Segment Start: Data supplied

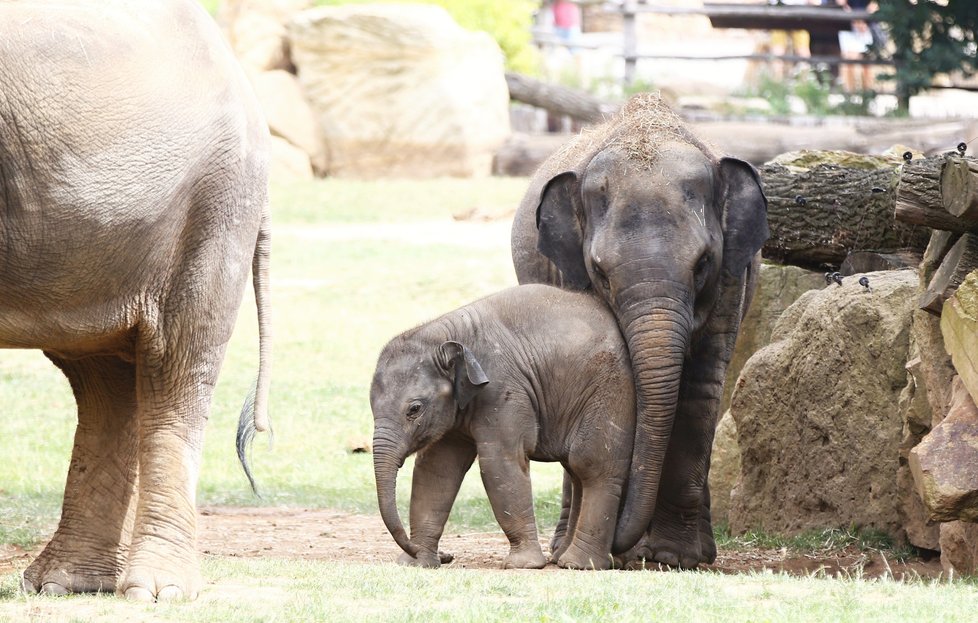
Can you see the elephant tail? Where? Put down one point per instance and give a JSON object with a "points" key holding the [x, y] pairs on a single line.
{"points": [[254, 413]]}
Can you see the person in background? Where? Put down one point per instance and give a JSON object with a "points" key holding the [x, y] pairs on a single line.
{"points": [[853, 44], [567, 20], [793, 42]]}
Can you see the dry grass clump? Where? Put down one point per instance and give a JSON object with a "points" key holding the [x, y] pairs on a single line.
{"points": [[638, 128]]}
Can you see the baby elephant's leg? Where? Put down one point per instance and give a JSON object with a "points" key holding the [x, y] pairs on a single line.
{"points": [[506, 476], [602, 477]]}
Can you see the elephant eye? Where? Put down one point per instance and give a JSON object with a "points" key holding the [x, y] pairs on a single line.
{"points": [[414, 411]]}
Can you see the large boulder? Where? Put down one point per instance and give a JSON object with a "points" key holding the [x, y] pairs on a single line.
{"points": [[256, 30], [959, 548], [945, 463], [817, 411], [401, 90], [289, 116], [778, 286]]}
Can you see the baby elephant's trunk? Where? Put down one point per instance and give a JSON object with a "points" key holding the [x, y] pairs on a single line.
{"points": [[387, 461]]}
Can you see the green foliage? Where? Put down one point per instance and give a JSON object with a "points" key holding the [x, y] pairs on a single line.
{"points": [[928, 38], [814, 89], [507, 21]]}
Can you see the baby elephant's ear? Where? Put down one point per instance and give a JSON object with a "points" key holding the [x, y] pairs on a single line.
{"points": [[466, 373]]}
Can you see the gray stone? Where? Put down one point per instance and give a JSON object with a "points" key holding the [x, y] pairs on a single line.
{"points": [[401, 90], [945, 463], [778, 286], [817, 411]]}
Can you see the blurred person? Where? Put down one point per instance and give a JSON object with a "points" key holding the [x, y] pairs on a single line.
{"points": [[853, 45], [793, 42]]}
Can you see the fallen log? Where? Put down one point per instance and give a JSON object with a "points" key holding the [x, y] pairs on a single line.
{"points": [[823, 205], [959, 261], [959, 188], [919, 200], [558, 99]]}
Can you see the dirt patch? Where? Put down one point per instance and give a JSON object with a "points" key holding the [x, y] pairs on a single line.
{"points": [[326, 535]]}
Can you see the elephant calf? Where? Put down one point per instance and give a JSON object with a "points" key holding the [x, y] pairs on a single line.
{"points": [[530, 373]]}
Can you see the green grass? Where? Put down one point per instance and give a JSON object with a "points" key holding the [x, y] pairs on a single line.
{"points": [[354, 263], [242, 591]]}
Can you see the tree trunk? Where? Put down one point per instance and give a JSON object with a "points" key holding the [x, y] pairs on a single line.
{"points": [[824, 205], [558, 99], [959, 188], [959, 261]]}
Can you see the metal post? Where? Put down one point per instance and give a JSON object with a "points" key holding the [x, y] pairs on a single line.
{"points": [[629, 40]]}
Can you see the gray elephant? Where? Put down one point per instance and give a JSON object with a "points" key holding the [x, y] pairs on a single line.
{"points": [[133, 199], [530, 373], [667, 233]]}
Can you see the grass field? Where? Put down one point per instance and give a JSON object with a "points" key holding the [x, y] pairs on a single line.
{"points": [[354, 263]]}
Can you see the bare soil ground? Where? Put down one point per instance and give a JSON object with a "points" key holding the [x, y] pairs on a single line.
{"points": [[335, 536]]}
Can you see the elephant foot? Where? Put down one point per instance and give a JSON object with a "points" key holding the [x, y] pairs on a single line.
{"points": [[425, 559], [676, 555], [59, 571], [577, 558], [528, 558], [160, 579]]}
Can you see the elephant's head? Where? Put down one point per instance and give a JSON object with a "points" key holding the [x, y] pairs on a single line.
{"points": [[651, 235], [417, 392]]}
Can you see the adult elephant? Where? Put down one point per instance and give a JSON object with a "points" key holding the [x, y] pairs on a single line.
{"points": [[133, 199], [668, 233]]}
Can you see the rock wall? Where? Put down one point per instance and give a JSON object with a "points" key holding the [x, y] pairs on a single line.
{"points": [[818, 415], [401, 90]]}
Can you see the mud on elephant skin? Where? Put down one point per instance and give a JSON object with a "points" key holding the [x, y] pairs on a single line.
{"points": [[133, 200], [530, 373], [667, 233]]}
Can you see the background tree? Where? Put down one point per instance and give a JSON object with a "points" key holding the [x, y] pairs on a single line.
{"points": [[928, 38]]}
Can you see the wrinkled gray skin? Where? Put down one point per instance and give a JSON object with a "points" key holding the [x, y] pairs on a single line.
{"points": [[133, 174], [531, 373], [672, 249]]}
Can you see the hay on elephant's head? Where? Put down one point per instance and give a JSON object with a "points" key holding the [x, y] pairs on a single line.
{"points": [[638, 129]]}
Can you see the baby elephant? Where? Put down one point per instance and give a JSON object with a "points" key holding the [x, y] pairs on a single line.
{"points": [[530, 373]]}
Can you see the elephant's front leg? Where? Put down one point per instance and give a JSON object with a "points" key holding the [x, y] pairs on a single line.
{"points": [[89, 549], [174, 392], [438, 474], [506, 476], [682, 532]]}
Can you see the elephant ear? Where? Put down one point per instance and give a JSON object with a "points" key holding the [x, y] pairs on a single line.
{"points": [[465, 372], [561, 238], [744, 214]]}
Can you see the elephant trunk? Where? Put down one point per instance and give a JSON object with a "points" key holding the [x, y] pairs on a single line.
{"points": [[387, 461], [657, 332]]}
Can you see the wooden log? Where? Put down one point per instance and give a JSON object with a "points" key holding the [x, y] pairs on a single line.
{"points": [[959, 326], [872, 261], [824, 205], [959, 188], [559, 99], [918, 197], [959, 261]]}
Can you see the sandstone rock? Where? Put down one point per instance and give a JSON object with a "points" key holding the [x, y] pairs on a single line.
{"points": [[959, 325], [817, 412], [778, 286], [945, 463], [401, 90], [256, 30], [959, 548], [917, 417], [289, 163], [724, 468], [289, 116]]}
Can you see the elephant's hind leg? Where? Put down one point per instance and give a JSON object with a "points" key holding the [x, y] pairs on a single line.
{"points": [[89, 549]]}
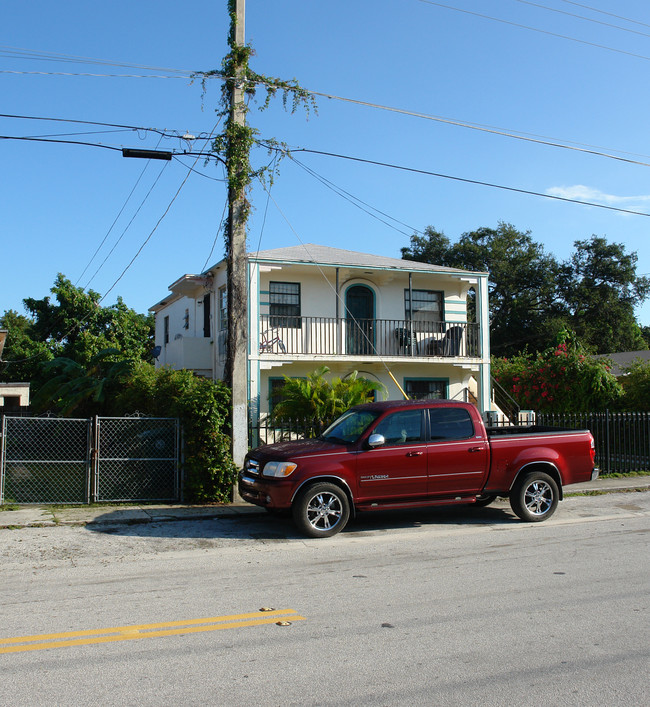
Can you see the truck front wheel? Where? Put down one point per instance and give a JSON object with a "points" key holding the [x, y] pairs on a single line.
{"points": [[534, 497], [321, 510]]}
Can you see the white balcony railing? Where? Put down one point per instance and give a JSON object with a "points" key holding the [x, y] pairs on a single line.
{"points": [[366, 337]]}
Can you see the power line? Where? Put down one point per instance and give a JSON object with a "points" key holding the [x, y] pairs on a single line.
{"points": [[603, 12], [60, 142], [94, 75], [18, 52], [540, 140], [128, 198], [536, 29], [472, 181], [355, 201], [582, 17]]}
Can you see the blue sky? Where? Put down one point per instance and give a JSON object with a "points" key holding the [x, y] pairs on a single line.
{"points": [[530, 69]]}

Segment End: Data supplied

Pictures stay out, but every record above is to be returned exactly.

→ **Answer**
Can you see the elephant tail? Where? Put down one point per instance and give a JSON object with a "points" key holding the [x, y] pairs on a single line.
{"points": [[254, 413]]}
Can you see the person in background? Where? Put down one point per instance and give a JSON object with a "points" key holding the [x, y] pairs on a single line.
{"points": [[853, 44], [567, 20], [793, 42]]}
Can you see the dry grass clump? Where? Put down one point per instance and give a JSON object with a "points" key holding the [x, y] pairs on a single line.
{"points": [[638, 128]]}
Can you see the baby elephant's leg? Where? Put down one point per instance and give a JSON object with a "points" key holding the [x, y] pairs on a single line.
{"points": [[506, 476], [602, 477]]}
Can you see the elephant eye? Where? Put down one point per instance and give a JSON object with a "points" key holding the [x, y] pairs on a single line.
{"points": [[414, 411]]}
Can you see the large boulder? Where? Put down one point per instance and give a JSON object with a "points" key holding the [x, y] pairs on a single line.
{"points": [[256, 30], [959, 548], [945, 463], [817, 411], [401, 90], [289, 116], [778, 286]]}
Can you see the baby elephant's trunk? Where? Put down one point per instance and give a JSON object with a "points" key holding the [x, y] pairs on a single line.
{"points": [[387, 461]]}
Can you see the green foliage? Where? Put down one point per instance and give a JSON object with a "points" key holding the [x, y] pairs on a single line.
{"points": [[928, 38], [814, 89], [507, 21]]}
Can you see the baby elephant's ear? Where? Put down one point per instance and give a JSON object with a "points" key holding the [x, y] pairs on a single line.
{"points": [[466, 373]]}
Can you see the gray stone? Where? Put down one point per instance and give a JSON object with a "points" key holding the [x, y] pairs on a single line.
{"points": [[401, 90], [945, 463], [778, 286], [817, 411]]}
Can you see the blurred person? Where? Put down one point per instance and give a JSON object with a "points" key holding the [x, y] pairs on a single line.
{"points": [[853, 45], [793, 42]]}
Can you see the fallen log? Where? Put down one point per instance and give a JSON object with a "points" key holding the [x, y] pairs on a single line.
{"points": [[823, 205], [959, 261], [959, 188], [919, 200], [558, 99]]}
Can you see the dirt patch? Where? Put down one point per instance and give a JSON object with a "points" key holding the [x, y] pairs on a single line.
{"points": [[326, 535]]}
Can you see the elephant calf? Where? Put down one point per instance and give a JSON object with a "points" key holding the [x, y] pairs on a single line.
{"points": [[530, 373]]}
Can you see the green grass? Where? Put down one point per instance and give a JSON object with a "points" key holding the [x, y] pairs on a single line.
{"points": [[354, 263], [242, 591]]}
Can you see the tree trunk? Where? Put down one point per instance and give a JSON object with a "points" key holding the [x, y] pairs on a single line.
{"points": [[824, 205], [558, 99], [959, 188], [959, 261]]}
Can you see the metal post? Where? Put down one point per instance and give a JSON object with a "points" key holding the [x, y] pairs on a single line.
{"points": [[629, 40]]}
Can you see the gray elephant? Where? Put down one point per instance and give a JSON object with a "points" key holding the [x, y] pairs on a single line.
{"points": [[133, 199], [530, 373], [667, 233]]}
Can you see the grass field? Where? Put down one point per instance and give a JSON object with a "points" key holding the [x, y] pairs on a single line.
{"points": [[354, 263]]}
Can you see the bare soil ground? Where? Put down one point per instance and give a JSON object with a "points" key holding the [x, y] pairs on a single line.
{"points": [[335, 536]]}
Can you see the elephant foot? Where? Put down one point per instance and give a JSON object with a "points" key holding the [x, y] pairs on a single line.
{"points": [[425, 559], [676, 555], [59, 571], [577, 558], [528, 558], [160, 579]]}
Can you see the elephant's head? Where? Put down one point per instance and give a JSON object with a "points" key holding the [x, y] pairs on a single line.
{"points": [[651, 235], [417, 392]]}
Can you see the adult elephant? Where? Put down one point per instance and give a JSON object with a "points" key holding the [x, y] pairs on a single line.
{"points": [[133, 199], [668, 233]]}
Can you see the rock wall? Where? Put down one point per instance and give a JSON object with a "points" key holding the [x, y] pairs on a single line.
{"points": [[818, 415], [401, 90]]}
Can you see the mud on elephant skin? Where? Put down one point per instance and give a JSON object with a "points" key holding the [x, y] pairs on a single line.
{"points": [[133, 200], [530, 373], [667, 233]]}
Can you see the background tree? Where? Put down one point per instance and give a JSON object with a "points" key holding the [x, y] pairs on a single line.
{"points": [[928, 38]]}
Can you see the wrinkled gray skin? Where? Put down one point per instance and give a JSON object with a "points" key holding the [x, y] pairs on a single line.
{"points": [[133, 174], [531, 373], [672, 249]]}
Can you see the hay on elephant's head? Where? Put down one point per instance and give a JSON object with a "points" key holding the [x, y] pairs on a single line.
{"points": [[638, 129]]}
Can you see the baby elephant? Where? Put down one point per instance and give a JSON object with a "points" key holding the [x, y] pairs on a single line.
{"points": [[530, 373]]}
Can you see the elephant's front leg? Where? Put down one point per instance and give a JSON object with a "points" key holding the [x, y] pairs on a single line.
{"points": [[89, 549], [174, 392], [438, 474], [506, 476], [682, 532]]}
Can you see the elephant ear? Where? Put down one point per instance and give a JSON object with a "points" key holding the [x, y] pairs on a single line.
{"points": [[465, 372], [561, 238], [744, 214]]}
Can you see the elephant trunk? Where? Put down one point per instance and give a JSON object with a "points" key holding the [x, y] pairs on a single line.
{"points": [[387, 461], [657, 332]]}
Can you see the wooden log? Where? Put down one point per instance and give a JSON object with a "points" key holding the [x, y] pairs on a single line.
{"points": [[959, 326], [872, 261], [824, 205], [959, 188], [559, 99], [918, 197], [959, 261]]}
Can you see the sandstone rock? Where? Put down one point per instance and give a JSON object with a "points" key holding the [x, y] pairs on a single line.
{"points": [[959, 325], [817, 412], [778, 286], [945, 463], [401, 90], [256, 30], [959, 548], [917, 417], [289, 163], [724, 468], [289, 116]]}
Can you see the elephant's hind leg? Where? Put down one point per instance and give a JSON object with a "points" key holding the [x, y] pairs on a single line.
{"points": [[89, 549]]}
Can you see the truck front wheel? Where? Put down one point per instance and give a JSON object with a "points" key holding the [x, y] pairs on a single line.
{"points": [[534, 497], [321, 510]]}
Can you see the white balcony railing? Where? Put down one point per instance and give a JSON object with a "points" key holding the [x, y] pairs on a single line.
{"points": [[366, 337]]}
Can you see the power line? Where? Put down one point per instance and give a JSON object with a "points" key holding the [x, y] pairs on a single line.
{"points": [[603, 12], [60, 142], [94, 75], [18, 52], [540, 140], [128, 198], [536, 29], [472, 181], [355, 201], [582, 17]]}
Can you see the blue sky? Where? Put down one point per instance and give a JSON object with a "points" key holding the [x, y] pairs on a single line.
{"points": [[530, 69]]}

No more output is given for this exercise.